The problem: Convert every line of the rows below into a Markdown table with the columns "Line No." and "Text", numbering the lines in order and leaving out blank lines and pictures.

________

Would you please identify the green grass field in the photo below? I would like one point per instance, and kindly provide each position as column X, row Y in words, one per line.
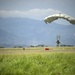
column 38, row 64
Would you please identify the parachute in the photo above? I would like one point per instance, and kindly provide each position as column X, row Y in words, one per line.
column 51, row 18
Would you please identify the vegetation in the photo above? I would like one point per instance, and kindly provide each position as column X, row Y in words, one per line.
column 38, row 64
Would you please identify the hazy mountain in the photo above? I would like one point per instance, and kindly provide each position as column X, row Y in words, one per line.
column 25, row 31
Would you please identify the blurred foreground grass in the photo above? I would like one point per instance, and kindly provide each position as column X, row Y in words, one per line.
column 38, row 64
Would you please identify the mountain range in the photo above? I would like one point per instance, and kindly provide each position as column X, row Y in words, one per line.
column 26, row 31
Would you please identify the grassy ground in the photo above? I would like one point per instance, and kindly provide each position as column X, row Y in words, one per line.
column 38, row 64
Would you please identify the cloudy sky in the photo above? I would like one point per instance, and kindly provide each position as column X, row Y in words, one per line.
column 36, row 9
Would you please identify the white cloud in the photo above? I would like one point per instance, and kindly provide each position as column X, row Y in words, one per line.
column 34, row 13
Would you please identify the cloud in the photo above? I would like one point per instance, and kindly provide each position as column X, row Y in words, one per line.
column 38, row 14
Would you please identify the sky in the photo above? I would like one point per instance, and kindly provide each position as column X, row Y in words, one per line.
column 36, row 9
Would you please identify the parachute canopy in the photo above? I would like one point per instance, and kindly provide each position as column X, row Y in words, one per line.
column 51, row 18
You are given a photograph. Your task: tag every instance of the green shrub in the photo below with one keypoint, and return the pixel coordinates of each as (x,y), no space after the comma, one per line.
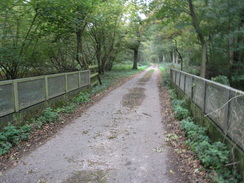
(69,109)
(82,98)
(221,79)
(11,135)
(49,115)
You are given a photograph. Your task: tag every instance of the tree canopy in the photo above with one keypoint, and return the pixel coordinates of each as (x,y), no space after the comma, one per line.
(44,36)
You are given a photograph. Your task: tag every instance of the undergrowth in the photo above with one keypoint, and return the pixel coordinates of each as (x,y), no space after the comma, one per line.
(213,155)
(11,135)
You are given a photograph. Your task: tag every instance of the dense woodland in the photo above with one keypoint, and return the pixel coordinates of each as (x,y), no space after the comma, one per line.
(205,37)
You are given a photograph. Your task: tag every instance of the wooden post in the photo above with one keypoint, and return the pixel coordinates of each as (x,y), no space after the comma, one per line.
(227,111)
(204,96)
(46,87)
(16,96)
(66,83)
(79,79)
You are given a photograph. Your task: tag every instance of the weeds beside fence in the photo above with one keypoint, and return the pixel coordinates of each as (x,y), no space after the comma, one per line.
(19,94)
(223,104)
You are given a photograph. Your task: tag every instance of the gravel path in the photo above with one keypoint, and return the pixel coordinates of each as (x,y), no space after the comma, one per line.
(119,140)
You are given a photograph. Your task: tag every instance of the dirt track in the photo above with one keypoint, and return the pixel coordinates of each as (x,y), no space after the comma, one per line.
(119,139)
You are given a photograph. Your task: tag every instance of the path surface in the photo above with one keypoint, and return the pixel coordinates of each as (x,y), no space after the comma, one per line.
(118,140)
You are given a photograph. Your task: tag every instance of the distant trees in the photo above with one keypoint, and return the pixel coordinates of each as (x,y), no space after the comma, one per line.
(211,30)
(40,37)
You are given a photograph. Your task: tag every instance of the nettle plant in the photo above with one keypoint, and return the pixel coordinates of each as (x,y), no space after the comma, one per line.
(213,155)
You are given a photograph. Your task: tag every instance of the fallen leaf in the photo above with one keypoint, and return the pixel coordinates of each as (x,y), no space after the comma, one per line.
(171,171)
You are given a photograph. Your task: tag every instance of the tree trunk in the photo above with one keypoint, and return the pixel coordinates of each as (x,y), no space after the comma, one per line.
(79,52)
(136,53)
(204,60)
(201,39)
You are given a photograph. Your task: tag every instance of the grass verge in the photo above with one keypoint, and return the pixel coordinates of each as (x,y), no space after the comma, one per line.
(11,135)
(214,156)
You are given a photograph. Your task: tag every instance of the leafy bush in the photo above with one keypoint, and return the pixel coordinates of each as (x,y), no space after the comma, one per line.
(221,79)
(69,109)
(213,155)
(49,115)
(11,135)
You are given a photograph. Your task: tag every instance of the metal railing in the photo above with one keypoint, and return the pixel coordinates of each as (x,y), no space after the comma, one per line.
(223,104)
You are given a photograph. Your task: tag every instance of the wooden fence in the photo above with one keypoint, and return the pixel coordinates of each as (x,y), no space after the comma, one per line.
(222,104)
(18,94)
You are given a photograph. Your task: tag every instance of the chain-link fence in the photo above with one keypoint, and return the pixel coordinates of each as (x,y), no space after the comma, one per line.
(19,94)
(223,104)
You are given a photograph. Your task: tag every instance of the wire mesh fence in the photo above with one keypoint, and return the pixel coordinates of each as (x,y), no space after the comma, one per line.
(223,104)
(19,94)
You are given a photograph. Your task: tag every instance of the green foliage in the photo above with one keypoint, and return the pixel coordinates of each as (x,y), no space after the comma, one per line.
(49,115)
(83,97)
(214,156)
(179,108)
(69,109)
(221,79)
(11,135)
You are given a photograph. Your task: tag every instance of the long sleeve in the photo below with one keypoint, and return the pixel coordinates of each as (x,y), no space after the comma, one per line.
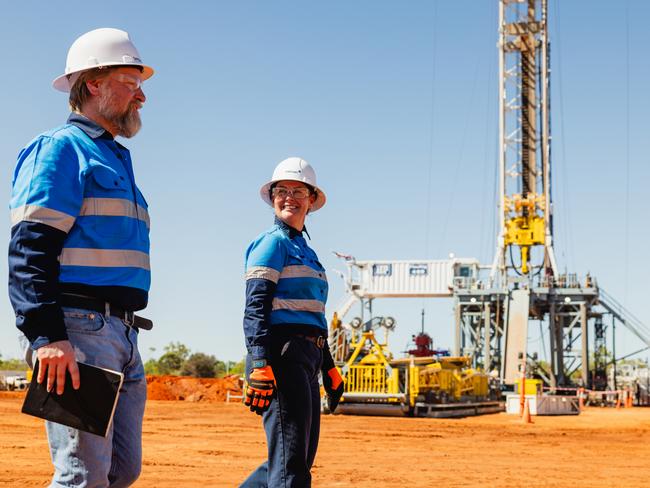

________

Written response:
| Line No. | Text |
|---|---|
| 1 | Would you please identify the green grass field in the photo below? I would like one point per instance, and kindly provide each position as column X, row Y in words, one per line. |
| 2 | column 38, row 64 |
| 3 | Would you please identify the parachute in the photo above? I would like one point per instance, and kindly provide each position as column X, row Y in words, one per line. |
| 4 | column 51, row 18 |
| 5 | Would you please identify the vegetation in the photo above? I would like one point per instance, and kindly provide each position as column X, row Y in words, one per line. |
| 6 | column 38, row 64 |
| 7 | Would you please identify the hazy mountain in the photo above? I would like one point per instance, and kindly provide each position as column X, row Y in words, one per line. |
| 8 | column 25, row 31 |
| 9 | Would you please identify the blurred foreground grass in the photo above? I would like one point per instance, and kindly provide each position as column X, row Y in words, one per line. |
| 10 | column 38, row 64 |
| 11 | Would you please identify the mountain range in the photo above? I would like one point per instance, and kindly provide each position as column X, row Y in words, one per line. |
| 12 | column 26, row 31 |
| 13 | Would you please identify the grassy ground in the photo above? I would like one point per instance, and kindly provide each position as column X, row Y in words, one per line. |
| 14 | column 38, row 64 |
| 15 | Would you please identify the cloudy sky in the photo above? I would like one point per instance, and kindly provide each position as column X, row Y in words, one per line. |
| 16 | column 36, row 9 |
| 17 | Would you please identify the white cloud in the photo above? I would like one point per instance, and kindly provide each position as column X, row Y in words, one per line. |
| 18 | column 34, row 13 |
| 19 | Would you please identify the cloud in the photo above? I would like one point per instance, and kindly provide each position as column X, row Y in words, one per line. |
| 20 | column 38, row 14 |
| 21 | Would you please identify the sky in the photo above? I would like one point per instance, and kindly provide each position as column X, row Y in words, one per line. |
| 22 | column 36, row 9 |
| 23 | Would you please identify the parachute canopy in the photo above? I would like one point per instance, and kindly provide each position as column X, row Y in words, one per line. |
| 24 | column 51, row 18 |
| 25 | You are given a photograph. Your task: tag every instance of the green shrub in the photo below with one keypoint, and return the pixel coordinates of each as (x,y), no space after the comma, one per line. |
| 26 | (69,109) |
| 27 | (82,98) |
| 28 | (221,79) |
| 29 | (11,135) |
| 30 | (49,115) |
| 31 | You are given a photograph. Your task: tag every instance of the tree canopy in the photo above with one keypoint, and return the pixel coordinates of each as (x,y), no space after the comma, one per line. |
| 32 | (44,36) |
| 33 | You are given a photograph. Your task: tag every instance of the undergrowth in the photo above with one keypoint, and return the pixel coordinates of each as (x,y), no space after the comma, one per line. |
| 34 | (213,155) |
| 35 | (11,135) |
| 36 | You are given a photograph. Your task: tag every instance of the dense woodland in the photo above with one keypoint, and return the pixel coordinates of each as (x,y), no space after the comma, one per line. |
| 37 | (205,37) |
| 38 | You are given a photograph. Your task: tag every instance of the wooden post in the photo above with one keypoint, and return the pixel coordinates of each as (x,y), no space after the comma, one per line. |
| 39 | (227,111) |
| 40 | (204,96) |
| 41 | (46,87) |
| 42 | (16,96) |
| 43 | (66,83) |
| 44 | (79,79) |
| 45 | You are given a photograph. Your task: tag every instance of the weeds beside fence in the photo above with one keypoint, and return the pixel coordinates of each as (x,y), no space after the comma, one per line. |
| 46 | (19,94) |
| 47 | (223,104) |
| 48 | You are given a photograph. Your task: tag every instance of the gravel path in the photo above with one keypoint, and return the pixel coordinates of each as (x,y), no space after the comma, one per line. |
| 49 | (119,140) |
| 50 | You are given a photograph. Your task: tag every instance of the dirt track in the photo above with one keypoint, and return the pixel coordinates of each as (x,y), no space after the comma, one per line. |
| 51 | (119,139) |
| 52 | You are given a photograph. Your task: tag every instance of the path surface in the photo above with one keypoint, and return the pixel coordinates of each as (x,y), no space after the comma, one per line. |
| 53 | (118,140) |
| 54 | You are given a photograph. Your task: tag every instance of the distant trees in the photo above with one keypoint, and return the pixel coordinates of each as (x,y), no space after the comma, one per line. |
| 55 | (211,30) |
| 56 | (40,37) |
| 57 | You are given a photograph. Your task: tag every instance of the nettle plant in the photo above with one keypoint, and return the pixel coordinates of each as (x,y), no space after the comma, one per line. |
| 58 | (213,155) |
| 59 | You are given a photograph. Your task: tag every instance of the fallen leaf in the photo above with one keypoint, and return the pixel coordinates of each as (x,y), no space after the comma, one per line. |
| 60 | (171,171) |
| 61 | You are given a photograph. Your task: tag every instance of the tree trunk in the photo above with one keypoint, and return the pixel coordinates of each as (x,y), no space after the comma, one per line. |
| 62 | (79,52) |
| 63 | (136,53) |
| 64 | (204,60) |
| 65 | (201,39) |
| 66 | You are given a photograph. Your task: tag every instance of the grass verge in the photo above with one keypoint, and return the pixel coordinates of each as (x,y), no space after the comma, one per line. |
| 67 | (11,135) |
| 68 | (214,156) |
| 69 | You are given a photograph. Your task: tag every instance of the leafy bush in the photo above with one keypoint, and return the pixel coordinates of each as (x,y), no space after the comma, one per line. |
| 70 | (221,79) |
| 71 | (69,109) |
| 72 | (213,155) |
| 73 | (49,115) |
| 74 | (11,135) |
| 75 | You are given a photograph. Your task: tag every instance of the metal railing in the photo above with one keypoint, and return the pixel coordinates of each as (x,y), no space after the comma, one per line. |
| 76 | (223,104) |
| 77 | You are given a photograph. Your task: tag every instance of the wooden fence in the photo above with one keypoint, and return the pixel coordinates of each as (x,y), no space after the comma, one per line. |
| 78 | (222,104) |
| 79 | (18,94) |
| 80 | You are given a photograph. Your task: tag every instance of the chain-link fence in the photo above with one keypoint, and return the pixel coordinates of each as (x,y), no space after the comma, one per line. |
| 81 | (19,94) |
| 82 | (223,104) |
| 83 | You are given a photograph. Your task: tag every instance of the wire mesh fence in the photo above with one keypoint, and return the pixel coordinates of each as (x,y), no space after the comma, one per line. |
| 84 | (223,104) |
| 85 | (19,94) |
| 86 | You are given a photograph. Your task: tag every instance of the green foliage in the photo above with one keypoint, and return the pixel coordinates of each as (x,y), no space after the comma, one per line. |
| 87 | (49,115) |
| 88 | (83,97) |
| 89 | (214,156) |
| 90 | (179,108) |
| 91 | (69,109) |
| 92 | (221,79) |
| 93 | (11,135) |
| 94 | You are given a photograph. Your task: tag every instance of the long sleeve in the photo below with one keypoint, and return the pixel coordinates of each as (x,y), no space after the comma, one per line. |